Problem details:
Reproduce each of the items below verbatim, with no changes.

* begin Data records *

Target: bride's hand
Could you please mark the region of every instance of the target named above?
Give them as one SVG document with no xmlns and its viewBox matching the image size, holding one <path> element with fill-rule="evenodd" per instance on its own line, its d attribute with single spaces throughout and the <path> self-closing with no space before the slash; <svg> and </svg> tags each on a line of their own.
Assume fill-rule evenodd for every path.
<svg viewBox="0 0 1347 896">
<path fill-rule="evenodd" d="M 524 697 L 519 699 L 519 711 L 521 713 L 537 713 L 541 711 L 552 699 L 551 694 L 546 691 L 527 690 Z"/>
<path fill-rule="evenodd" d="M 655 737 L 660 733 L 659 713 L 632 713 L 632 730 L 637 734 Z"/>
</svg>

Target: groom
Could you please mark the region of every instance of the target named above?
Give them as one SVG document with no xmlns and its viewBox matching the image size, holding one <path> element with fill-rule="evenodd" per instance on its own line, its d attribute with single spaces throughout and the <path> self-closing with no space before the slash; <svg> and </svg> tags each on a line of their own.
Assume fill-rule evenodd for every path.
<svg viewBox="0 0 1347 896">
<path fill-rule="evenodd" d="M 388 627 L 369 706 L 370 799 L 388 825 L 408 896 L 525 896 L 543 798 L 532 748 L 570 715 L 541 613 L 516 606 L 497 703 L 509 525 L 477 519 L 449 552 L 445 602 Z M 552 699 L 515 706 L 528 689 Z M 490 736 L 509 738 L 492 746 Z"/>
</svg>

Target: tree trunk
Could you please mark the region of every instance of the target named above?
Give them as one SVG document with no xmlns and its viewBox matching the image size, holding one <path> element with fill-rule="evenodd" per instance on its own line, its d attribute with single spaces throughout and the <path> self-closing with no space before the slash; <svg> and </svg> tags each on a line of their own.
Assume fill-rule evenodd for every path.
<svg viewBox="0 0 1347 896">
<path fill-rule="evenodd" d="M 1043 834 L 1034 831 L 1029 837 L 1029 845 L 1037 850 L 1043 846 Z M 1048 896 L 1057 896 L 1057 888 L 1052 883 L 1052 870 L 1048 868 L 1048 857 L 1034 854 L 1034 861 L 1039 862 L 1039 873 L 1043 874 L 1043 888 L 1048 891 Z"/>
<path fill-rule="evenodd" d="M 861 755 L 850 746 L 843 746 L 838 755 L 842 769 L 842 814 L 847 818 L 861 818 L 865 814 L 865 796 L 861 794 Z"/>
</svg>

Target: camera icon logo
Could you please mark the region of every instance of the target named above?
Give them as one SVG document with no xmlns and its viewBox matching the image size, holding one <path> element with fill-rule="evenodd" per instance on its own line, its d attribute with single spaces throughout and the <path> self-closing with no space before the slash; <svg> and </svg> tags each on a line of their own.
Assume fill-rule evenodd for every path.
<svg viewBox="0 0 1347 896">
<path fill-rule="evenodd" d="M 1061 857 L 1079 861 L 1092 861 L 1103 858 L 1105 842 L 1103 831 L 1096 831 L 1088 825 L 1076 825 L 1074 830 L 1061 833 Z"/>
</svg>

* end Data records *

Expected answer:
Target: bride's hand
Could you please mark the region of every instance of the target named above?
Give them as one SVG document with no xmlns and its viewBox matching the image size, holding one <path> element with fill-rule="evenodd" per instance on its own line, its d attribute with single spaces throughout and the <path> self-closing with no space before the slash; <svg> and </svg> tags each on a line of their own.
Assume fill-rule evenodd for every path.
<svg viewBox="0 0 1347 896">
<path fill-rule="evenodd" d="M 524 697 L 519 699 L 519 711 L 521 713 L 537 713 L 541 711 L 552 699 L 551 694 L 546 691 L 527 690 Z"/>
<path fill-rule="evenodd" d="M 655 737 L 660 733 L 659 713 L 632 713 L 632 730 L 637 734 Z"/>
</svg>

Target: groom
Could you please mark the region of every instance of the target named above?
Give them as one SVG document with no xmlns and its viewBox matching the image size, holding one <path> element with fill-rule="evenodd" per instance on its own line, its d attribute with single spaces throughout and the <path> self-closing with no space before the slash; <svg> and </svg> tags each on a line of their own.
Assume fill-rule evenodd for every path.
<svg viewBox="0 0 1347 896">
<path fill-rule="evenodd" d="M 388 627 L 369 706 L 370 799 L 388 825 L 408 896 L 525 896 L 543 798 L 532 748 L 570 715 L 541 613 L 516 606 L 497 703 L 509 525 L 477 519 L 449 552 L 445 602 Z M 552 699 L 515 706 L 528 689 Z M 490 736 L 509 738 L 492 746 Z"/>
</svg>

Target: tree trunk
Could you please mark the region of every instance of the target named above?
Give them as one SVG document with no xmlns and its viewBox matching the image size, holding one <path> element with fill-rule="evenodd" per instance on its own line, its d attribute with single spaces throughout and the <path> self-closing with no space before the slash; <svg> and </svg> tags each on a line of their own.
Assume fill-rule evenodd for every path.
<svg viewBox="0 0 1347 896">
<path fill-rule="evenodd" d="M 1043 834 L 1034 831 L 1029 837 L 1029 845 L 1037 850 L 1043 846 Z M 1048 896 L 1057 896 L 1057 888 L 1052 883 L 1052 870 L 1048 868 L 1048 857 L 1034 854 L 1034 861 L 1039 862 L 1039 873 L 1043 874 L 1043 888 L 1048 891 Z"/>
<path fill-rule="evenodd" d="M 861 755 L 850 746 L 843 746 L 838 755 L 842 769 L 842 814 L 847 818 L 861 818 L 865 814 L 865 796 L 861 794 Z"/>
</svg>

Target: camera icon logo
Could you please mark the region of every instance of the target named above?
Give them as one SVG document with no xmlns and its viewBox matching the image size, holding one <path> element with fill-rule="evenodd" per instance on its own line, its d attribute with single spaces throughout and the <path> self-closing with no space before the slash; <svg> and </svg> tags each on a line of their own.
Assume fill-rule evenodd for every path.
<svg viewBox="0 0 1347 896">
<path fill-rule="evenodd" d="M 1061 857 L 1079 861 L 1092 861 L 1103 858 L 1105 842 L 1103 831 L 1096 831 L 1088 825 L 1076 825 L 1074 830 L 1061 833 Z"/>
</svg>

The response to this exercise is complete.